======== PAGE EXTRACT

Go to Fix Central and use the following options:
Product Group = Power
Product = Firmware, SDMC, and HMC
Machine type-model = 9125-F2C
Check firmware level
rinv <noderange> firm
Update the firmware
Download the Microcode update package and associated XML file from the IBM Web site:
http://www-933.ibm.com/support/fixcentral/ .
Go to Fix Central and use the following options:
Product Group = Power
Product = Firmware, SDMC, and HMC
Machine type-model = 9125-F2C
Create the /tmp/fw directory, if necessary, and copy the downloaded files to the /tmp/fw directory.
Run the rflash command with the --activate flag to specify the update mode to perform the updates.Please see the "rflash" manpage for more information.
rflash <noderange> -p /tmp/fw --activate disruptive
Notes:
System Power 775 firmware updates can require time to complete and there is no visual indication that the command is proceeding.
It takes more than 2 hours to finish the disruptive firmware update in a large P775 cluster. To reduce the down time of the cluster, customers may want to flash new firmware levels while the cecs are up and running, The deferred firmware update will load the new firmware into the T (temp) side, but will not activate it like the disruptive firmware. The customer will continue to run the Frames and CECs working with the P (perm) side and can wait for a maintenance window where they can activate and boot the Frame/CECs with new firmware levels.
The deferred firmware update includes 2 parts: The first part (1) is to apply the firmware to the T (temp) sides of Frames' BPAs and CECs' FSPs when the cluster is up and running. The second part (2) is to activate the new firmware on the Frames and Cecs at a scheduled time.
The default setting is that the CEC/FSPs are working from the temp side (current_power_on_side). During part(1) of the deferred firmware update implementation, the CEC will continue to run on the perm side while the rflash of the new firmware levels will installed to the temp side. It is very important that the perm side contains the current stable version of firmware. The perm side is usually only used as a recovery environment when working with firmware updates.

================
======== RECORDS SUPPLIED

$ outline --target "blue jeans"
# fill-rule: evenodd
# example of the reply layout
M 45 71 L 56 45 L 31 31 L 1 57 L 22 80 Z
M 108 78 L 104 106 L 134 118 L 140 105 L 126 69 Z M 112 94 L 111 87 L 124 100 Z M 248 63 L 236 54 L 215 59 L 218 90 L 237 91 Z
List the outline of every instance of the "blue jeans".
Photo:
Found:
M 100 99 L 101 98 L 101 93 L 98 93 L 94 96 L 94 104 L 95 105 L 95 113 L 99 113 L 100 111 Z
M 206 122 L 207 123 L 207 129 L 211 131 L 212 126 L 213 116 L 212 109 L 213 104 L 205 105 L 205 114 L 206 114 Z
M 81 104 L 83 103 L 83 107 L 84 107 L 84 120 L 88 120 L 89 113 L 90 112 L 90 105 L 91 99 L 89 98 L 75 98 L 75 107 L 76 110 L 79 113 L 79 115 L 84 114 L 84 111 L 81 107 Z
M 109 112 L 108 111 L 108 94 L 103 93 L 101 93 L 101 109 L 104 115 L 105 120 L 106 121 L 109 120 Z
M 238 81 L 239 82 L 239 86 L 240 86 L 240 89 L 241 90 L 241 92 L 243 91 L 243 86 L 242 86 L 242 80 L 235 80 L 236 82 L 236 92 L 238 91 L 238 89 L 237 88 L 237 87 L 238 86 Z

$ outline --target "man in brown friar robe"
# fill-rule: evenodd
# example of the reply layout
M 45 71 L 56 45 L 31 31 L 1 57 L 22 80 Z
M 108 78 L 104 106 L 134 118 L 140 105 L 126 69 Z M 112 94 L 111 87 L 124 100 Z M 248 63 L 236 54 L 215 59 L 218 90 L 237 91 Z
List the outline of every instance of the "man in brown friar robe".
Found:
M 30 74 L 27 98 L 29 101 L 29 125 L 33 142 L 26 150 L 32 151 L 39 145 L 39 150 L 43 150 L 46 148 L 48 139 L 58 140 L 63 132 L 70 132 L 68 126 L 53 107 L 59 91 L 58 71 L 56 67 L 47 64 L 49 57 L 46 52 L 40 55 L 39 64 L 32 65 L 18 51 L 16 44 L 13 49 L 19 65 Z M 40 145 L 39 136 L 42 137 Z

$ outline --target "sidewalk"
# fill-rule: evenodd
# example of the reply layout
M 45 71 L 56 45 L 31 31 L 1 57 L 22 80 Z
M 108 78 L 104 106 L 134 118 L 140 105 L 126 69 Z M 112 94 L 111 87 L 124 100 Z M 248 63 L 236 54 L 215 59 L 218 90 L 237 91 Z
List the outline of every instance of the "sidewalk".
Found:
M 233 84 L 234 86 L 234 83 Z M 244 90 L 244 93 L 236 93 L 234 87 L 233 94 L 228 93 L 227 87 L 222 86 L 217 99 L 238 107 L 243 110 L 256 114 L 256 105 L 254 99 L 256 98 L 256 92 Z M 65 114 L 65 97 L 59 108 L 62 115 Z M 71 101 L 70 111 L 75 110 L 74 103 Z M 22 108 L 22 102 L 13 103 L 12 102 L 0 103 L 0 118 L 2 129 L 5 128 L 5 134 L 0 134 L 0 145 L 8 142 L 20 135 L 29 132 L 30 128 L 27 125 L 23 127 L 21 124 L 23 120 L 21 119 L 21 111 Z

================

EXERCISE TASK A >>
Answer these from the P775 firmware update text:
(i) Which machine type-model is chosen in Fix Central?
(ii) How long does the disruptive firmware update take in a large P775 cluster?
(iii) Which side of the Frames and CECs receives the new firmware during a deferred update?
EXERCISE TASK B >> Write the next part of the P775 firmware update text, starting after its last sentence.

WRITTEN REPLY A >>
(i) 9125-F2C
(ii) More than 2 hours
(iii) The T (temp) side

WRITTEN REPLY B >>
When executing a reboot the CEC (FSPs), the CEC will run on the side which the pending_power_on_side attribute is set. After we finish the part (1), the admin will want to make sure the pending_power_on_side attribute is set to "perm" if the CECs want to be rebooted working with the older stable firmware. When you are ready to activate the new firmware and reboot the Cecs,you will want to make sure the pending_power_on_side attribute is set to "temp".
Before starting the deferred firmware update, the admin should first make sure that the most recent stable firmware level has been applied to the P (perm) side. We should note that T-side firmware will be moved over to the P-side automatically when we execute the rflash of the new firmware into the T (temp) side.
1. Apply the firmware for Frame and CECs
In this part, rflash command with --activate deferred is used to load the firmware to the Frame and CECs, while the Frame and CECs are in running state. The admins should make sure that the Frame power code is loaded first and that GFW levels are compatible with power code.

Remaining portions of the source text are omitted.